Input records ▸
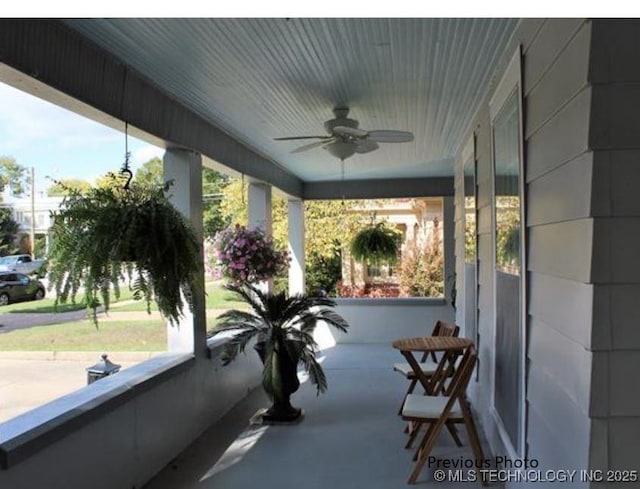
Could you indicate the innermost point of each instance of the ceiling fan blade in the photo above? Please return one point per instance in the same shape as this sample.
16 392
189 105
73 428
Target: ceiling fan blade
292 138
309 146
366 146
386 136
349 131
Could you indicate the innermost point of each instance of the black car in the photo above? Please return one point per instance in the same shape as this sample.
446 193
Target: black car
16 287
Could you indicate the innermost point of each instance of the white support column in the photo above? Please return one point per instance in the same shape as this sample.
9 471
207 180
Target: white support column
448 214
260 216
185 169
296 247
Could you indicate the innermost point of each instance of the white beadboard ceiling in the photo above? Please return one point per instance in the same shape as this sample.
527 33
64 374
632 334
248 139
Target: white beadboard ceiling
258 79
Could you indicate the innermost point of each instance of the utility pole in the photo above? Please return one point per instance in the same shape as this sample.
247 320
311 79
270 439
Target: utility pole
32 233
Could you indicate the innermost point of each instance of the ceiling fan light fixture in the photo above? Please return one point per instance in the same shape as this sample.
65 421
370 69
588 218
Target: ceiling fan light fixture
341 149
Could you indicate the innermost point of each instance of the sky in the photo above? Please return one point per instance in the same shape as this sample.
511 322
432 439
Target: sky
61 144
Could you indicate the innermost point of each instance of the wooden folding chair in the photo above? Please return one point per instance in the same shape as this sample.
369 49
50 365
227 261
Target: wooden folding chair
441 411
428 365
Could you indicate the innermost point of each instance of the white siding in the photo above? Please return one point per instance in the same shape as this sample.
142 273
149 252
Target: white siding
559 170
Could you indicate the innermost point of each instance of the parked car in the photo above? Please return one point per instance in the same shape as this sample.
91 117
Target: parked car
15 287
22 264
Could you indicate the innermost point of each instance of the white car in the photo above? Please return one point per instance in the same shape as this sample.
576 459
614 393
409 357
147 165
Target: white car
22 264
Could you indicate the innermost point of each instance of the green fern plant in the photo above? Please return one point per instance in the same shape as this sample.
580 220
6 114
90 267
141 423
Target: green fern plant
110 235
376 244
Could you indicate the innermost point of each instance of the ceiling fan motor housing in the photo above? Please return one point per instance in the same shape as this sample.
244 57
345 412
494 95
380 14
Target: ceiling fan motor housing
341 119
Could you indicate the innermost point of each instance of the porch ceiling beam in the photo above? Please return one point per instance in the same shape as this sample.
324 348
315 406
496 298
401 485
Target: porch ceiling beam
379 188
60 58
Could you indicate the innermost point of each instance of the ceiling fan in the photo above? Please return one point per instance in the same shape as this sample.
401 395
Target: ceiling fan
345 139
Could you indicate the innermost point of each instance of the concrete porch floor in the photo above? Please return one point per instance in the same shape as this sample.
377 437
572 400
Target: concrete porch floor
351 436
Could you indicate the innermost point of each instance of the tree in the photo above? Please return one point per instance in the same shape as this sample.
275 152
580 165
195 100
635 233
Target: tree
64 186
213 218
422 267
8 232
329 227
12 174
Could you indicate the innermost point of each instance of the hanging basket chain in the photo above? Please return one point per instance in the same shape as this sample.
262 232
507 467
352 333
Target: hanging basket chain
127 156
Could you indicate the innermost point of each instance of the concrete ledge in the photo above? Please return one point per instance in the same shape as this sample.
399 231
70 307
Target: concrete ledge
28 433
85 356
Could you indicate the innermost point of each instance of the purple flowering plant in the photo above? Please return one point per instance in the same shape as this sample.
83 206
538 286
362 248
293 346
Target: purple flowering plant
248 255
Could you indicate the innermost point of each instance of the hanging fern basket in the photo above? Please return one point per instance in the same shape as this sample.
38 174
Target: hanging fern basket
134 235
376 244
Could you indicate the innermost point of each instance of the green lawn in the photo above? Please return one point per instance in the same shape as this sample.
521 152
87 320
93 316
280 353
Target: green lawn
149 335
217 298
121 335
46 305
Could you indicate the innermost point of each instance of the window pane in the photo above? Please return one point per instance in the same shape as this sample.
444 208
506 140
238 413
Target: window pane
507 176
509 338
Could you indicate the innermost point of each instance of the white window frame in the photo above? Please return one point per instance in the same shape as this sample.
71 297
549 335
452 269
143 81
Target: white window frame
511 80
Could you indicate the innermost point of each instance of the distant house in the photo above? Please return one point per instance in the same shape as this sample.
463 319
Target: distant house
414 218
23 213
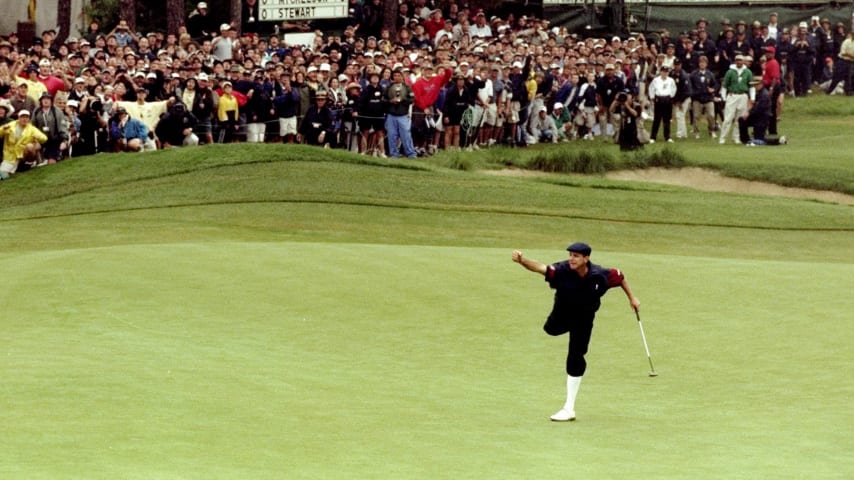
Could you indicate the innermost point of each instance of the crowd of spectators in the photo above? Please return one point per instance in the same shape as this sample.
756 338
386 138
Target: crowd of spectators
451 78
* * *
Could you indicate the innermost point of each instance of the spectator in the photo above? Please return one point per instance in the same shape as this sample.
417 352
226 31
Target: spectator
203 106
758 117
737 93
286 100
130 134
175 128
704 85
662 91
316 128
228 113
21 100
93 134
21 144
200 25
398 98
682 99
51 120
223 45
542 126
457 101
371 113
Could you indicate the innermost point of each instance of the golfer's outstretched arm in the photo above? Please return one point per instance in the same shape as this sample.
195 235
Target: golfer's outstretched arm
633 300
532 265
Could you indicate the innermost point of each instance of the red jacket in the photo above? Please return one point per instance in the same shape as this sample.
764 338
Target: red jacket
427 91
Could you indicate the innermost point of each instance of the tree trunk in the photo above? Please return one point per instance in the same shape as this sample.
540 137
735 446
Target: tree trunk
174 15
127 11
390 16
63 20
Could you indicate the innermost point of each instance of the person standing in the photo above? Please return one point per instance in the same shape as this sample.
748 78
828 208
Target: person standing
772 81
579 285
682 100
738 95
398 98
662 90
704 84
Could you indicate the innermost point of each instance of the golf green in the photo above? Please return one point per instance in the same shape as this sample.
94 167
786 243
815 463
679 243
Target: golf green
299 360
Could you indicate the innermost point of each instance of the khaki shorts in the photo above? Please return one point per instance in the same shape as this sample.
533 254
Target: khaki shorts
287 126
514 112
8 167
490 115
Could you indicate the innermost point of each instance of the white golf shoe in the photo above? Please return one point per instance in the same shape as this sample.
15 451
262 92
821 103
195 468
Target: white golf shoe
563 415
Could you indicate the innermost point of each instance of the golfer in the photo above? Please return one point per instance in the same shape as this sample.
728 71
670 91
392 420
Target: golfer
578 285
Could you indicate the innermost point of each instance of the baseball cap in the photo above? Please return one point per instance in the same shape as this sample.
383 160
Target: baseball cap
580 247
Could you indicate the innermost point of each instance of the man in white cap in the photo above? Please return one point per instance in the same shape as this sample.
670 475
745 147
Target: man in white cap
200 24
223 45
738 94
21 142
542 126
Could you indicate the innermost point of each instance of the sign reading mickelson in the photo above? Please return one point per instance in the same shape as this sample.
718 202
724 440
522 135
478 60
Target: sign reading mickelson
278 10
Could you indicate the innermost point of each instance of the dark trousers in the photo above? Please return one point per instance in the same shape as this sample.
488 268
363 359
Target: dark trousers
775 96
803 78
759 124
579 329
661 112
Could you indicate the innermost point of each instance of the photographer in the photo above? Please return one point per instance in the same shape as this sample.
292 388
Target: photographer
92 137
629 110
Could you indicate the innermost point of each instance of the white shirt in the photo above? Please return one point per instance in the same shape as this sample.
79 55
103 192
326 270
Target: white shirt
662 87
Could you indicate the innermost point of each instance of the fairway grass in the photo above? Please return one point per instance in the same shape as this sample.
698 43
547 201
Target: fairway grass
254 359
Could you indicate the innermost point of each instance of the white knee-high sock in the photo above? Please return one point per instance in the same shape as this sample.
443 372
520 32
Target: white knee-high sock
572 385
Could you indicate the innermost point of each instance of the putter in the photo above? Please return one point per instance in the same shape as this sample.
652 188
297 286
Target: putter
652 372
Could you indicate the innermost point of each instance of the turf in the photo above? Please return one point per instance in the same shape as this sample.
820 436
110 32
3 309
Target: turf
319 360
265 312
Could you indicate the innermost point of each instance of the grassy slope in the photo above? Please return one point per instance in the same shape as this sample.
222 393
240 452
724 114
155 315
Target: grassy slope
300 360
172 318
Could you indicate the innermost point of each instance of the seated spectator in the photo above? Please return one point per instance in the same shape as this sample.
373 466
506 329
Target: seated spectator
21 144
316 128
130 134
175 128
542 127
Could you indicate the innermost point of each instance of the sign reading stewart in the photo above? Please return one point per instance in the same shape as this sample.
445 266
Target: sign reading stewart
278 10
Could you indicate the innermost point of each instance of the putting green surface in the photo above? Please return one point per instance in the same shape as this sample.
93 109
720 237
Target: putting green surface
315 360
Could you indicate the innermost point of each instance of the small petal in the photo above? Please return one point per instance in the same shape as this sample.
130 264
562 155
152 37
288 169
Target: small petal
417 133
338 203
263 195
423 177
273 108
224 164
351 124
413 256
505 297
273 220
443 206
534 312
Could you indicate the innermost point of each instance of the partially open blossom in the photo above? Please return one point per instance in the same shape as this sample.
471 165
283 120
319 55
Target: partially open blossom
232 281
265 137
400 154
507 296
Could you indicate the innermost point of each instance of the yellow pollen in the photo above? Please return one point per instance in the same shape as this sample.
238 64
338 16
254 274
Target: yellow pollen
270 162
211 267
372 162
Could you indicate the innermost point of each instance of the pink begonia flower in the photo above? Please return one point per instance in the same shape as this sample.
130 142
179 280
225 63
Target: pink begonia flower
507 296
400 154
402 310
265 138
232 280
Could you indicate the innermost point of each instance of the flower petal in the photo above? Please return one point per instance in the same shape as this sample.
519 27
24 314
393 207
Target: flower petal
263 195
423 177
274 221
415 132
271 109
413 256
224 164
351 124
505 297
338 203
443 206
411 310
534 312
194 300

Aim ▸ Pick out every line in the entries that contains the word "stewart".

Answer in full ▸
Could you indicate the innermost point of each instance of the sign reading stewart in the photo above? Please return one point per instance in the same shape as this sample.
Target: sign reading stewart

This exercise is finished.